J'avais tord une fois de plus.

Il aura fallu une note sibylline de Philippe Walter au détour de son extraordinaire Canicule pour me convaincre de mettre le nez dans des pages de Giono.

L'histoire : le narrateur, jamais nommé, dans une Provence de début de siècle, celui d'avant, raconte sa rencontre avec un berger et sa famille. Un berger qui, avec ses mots à lui, remis dans les mots de Giono, lui dit la Terre, les courants telluriques et les forces chthoniennes qui traversent le monde, les étoiles, les bêtes, la vie, la mort et le secret de l'âme que détiennent ces hommes, portiers des mondes que sont les bergers.

C'est une incroyable rencontre que ce livre.
La langue est dense, travaillée et pourtant fluide. le style de Giono, c'est tout. C'est à la fois pompeux et ampoulé, mais aussi panthéiste et travaillé par les forces du monde qui semblent se nicher entre le blanc des pages et le noir des caractères. Il faut probablement un certain âge pour goûter ces mots et ces phrases. Heureux ceux qui y ont accès jeunes.

[Entrées tirées d'une collection]
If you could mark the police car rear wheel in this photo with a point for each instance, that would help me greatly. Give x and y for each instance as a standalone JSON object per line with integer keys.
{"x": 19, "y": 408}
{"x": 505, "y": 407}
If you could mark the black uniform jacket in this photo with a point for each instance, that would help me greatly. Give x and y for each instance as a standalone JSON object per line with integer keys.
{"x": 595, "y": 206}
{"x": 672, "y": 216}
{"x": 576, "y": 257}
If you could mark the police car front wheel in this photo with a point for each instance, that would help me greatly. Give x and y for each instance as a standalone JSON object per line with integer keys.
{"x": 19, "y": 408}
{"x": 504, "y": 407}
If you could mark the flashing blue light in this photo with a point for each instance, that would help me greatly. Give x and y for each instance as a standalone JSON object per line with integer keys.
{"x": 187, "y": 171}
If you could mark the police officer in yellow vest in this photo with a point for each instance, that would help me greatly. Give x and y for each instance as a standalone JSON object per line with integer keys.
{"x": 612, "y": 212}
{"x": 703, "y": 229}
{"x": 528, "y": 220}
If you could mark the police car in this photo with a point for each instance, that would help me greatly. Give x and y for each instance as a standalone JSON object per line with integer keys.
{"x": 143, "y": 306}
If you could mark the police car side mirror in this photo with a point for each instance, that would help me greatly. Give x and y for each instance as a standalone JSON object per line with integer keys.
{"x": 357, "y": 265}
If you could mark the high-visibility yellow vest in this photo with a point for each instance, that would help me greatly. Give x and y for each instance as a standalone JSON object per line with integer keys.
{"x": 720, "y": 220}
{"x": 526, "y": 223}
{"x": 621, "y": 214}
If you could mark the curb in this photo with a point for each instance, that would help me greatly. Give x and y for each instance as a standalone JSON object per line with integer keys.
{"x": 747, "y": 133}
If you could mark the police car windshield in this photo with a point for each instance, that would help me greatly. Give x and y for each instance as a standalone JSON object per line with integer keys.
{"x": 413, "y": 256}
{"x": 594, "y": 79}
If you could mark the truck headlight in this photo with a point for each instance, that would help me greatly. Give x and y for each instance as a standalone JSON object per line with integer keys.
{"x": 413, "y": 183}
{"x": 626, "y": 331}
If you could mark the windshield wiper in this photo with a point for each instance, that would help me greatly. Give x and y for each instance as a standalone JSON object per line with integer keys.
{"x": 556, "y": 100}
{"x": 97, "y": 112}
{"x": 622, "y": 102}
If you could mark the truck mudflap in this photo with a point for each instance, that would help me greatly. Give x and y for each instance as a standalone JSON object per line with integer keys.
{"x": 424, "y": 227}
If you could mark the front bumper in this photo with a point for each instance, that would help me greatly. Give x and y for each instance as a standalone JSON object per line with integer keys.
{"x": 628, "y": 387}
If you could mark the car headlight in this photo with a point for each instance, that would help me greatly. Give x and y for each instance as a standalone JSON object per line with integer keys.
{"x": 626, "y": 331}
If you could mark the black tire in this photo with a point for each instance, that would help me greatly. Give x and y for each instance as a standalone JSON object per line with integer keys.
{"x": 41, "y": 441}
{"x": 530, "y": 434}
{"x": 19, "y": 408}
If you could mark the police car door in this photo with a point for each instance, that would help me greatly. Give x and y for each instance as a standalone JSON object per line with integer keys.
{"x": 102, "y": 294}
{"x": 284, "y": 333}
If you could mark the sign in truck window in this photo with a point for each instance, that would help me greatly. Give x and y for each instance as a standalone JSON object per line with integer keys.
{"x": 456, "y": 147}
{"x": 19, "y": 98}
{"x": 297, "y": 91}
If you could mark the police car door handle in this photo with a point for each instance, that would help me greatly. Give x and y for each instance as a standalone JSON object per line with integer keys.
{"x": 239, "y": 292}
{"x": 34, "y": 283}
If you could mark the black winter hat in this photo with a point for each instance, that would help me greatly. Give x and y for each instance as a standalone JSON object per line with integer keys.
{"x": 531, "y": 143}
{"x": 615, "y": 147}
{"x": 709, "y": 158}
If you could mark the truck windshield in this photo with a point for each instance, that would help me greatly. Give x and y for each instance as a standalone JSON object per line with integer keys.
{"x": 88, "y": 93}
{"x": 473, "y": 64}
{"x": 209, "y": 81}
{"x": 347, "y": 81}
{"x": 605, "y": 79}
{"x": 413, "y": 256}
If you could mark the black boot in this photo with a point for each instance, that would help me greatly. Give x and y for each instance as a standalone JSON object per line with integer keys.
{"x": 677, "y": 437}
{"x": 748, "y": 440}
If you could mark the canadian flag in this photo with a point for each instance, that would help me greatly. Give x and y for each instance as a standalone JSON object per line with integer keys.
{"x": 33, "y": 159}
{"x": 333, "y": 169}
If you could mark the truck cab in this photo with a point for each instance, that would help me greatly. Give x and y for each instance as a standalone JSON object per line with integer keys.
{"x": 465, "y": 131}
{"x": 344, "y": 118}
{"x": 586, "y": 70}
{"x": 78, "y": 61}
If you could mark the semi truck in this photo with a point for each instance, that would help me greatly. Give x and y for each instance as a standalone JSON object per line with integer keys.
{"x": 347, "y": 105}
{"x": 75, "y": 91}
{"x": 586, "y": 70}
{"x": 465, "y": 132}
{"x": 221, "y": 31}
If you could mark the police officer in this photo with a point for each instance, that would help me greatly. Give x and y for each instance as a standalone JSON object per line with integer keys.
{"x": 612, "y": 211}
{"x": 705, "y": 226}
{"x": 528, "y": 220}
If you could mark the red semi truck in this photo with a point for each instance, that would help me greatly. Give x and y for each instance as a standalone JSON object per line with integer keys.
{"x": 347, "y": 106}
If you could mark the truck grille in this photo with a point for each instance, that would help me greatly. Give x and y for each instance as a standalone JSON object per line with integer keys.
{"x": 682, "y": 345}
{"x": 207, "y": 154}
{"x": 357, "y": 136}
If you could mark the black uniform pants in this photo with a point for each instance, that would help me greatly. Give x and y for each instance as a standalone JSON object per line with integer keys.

● **TÂCHE DONNÉE 1**: Dans le texte sur Giono, qu'est-ce qui a fini par convaincre de se plonger dans des pages de cet écrivain ?
● **TÂCHE DONNÉE 2**: Poursuivez le texte sur Giono à la suite de sa dernière phrase.
Les lignes n'ont aucun rôle ici.

● **RÉPONSE RÉDIGÉE 1**: Une note sibylline de Philippe Walter, glissée au détour de son ouvrage Canicule.

● **RÉPONSE RÉDIGÉE 2**:
Le narrateur veut observer la rencontre des bergers, non pas de ces jeunes pastoureaux à la houe, non, celle des hommes qui semblent encore fait de la terre et de l'esprit du monde. Et pour nous y faire accéder, Giono sublime la Provence, loin des clichés. Giono veut en être le spectateur et le sismographe. Le résultat est somptueux. On est comme lui immergé dans un monde rocailleux et fluide où les courants de la vie et de la mort, végétale, animale et humaine semblent difficile à démêler. On tremble avec lui de rater sa participation à ce qui ressemble à une liturgie, à une fête au sens de Mircéa Eliade, celle du Grand Temps qui réactive les forces du monde en les énonçant, en les jouant. La transcription finale de cette célébration déçoit un peu, car il n'y a pas de secret du monde détenu par les pâtres provençaux.
Le seul secret véritable c'est de faire partie du monde, de savoir le lire, de se taire ou de le chanter.

Giono est un grand chanteur.
Lien : http://leslecturesdecyril.bl..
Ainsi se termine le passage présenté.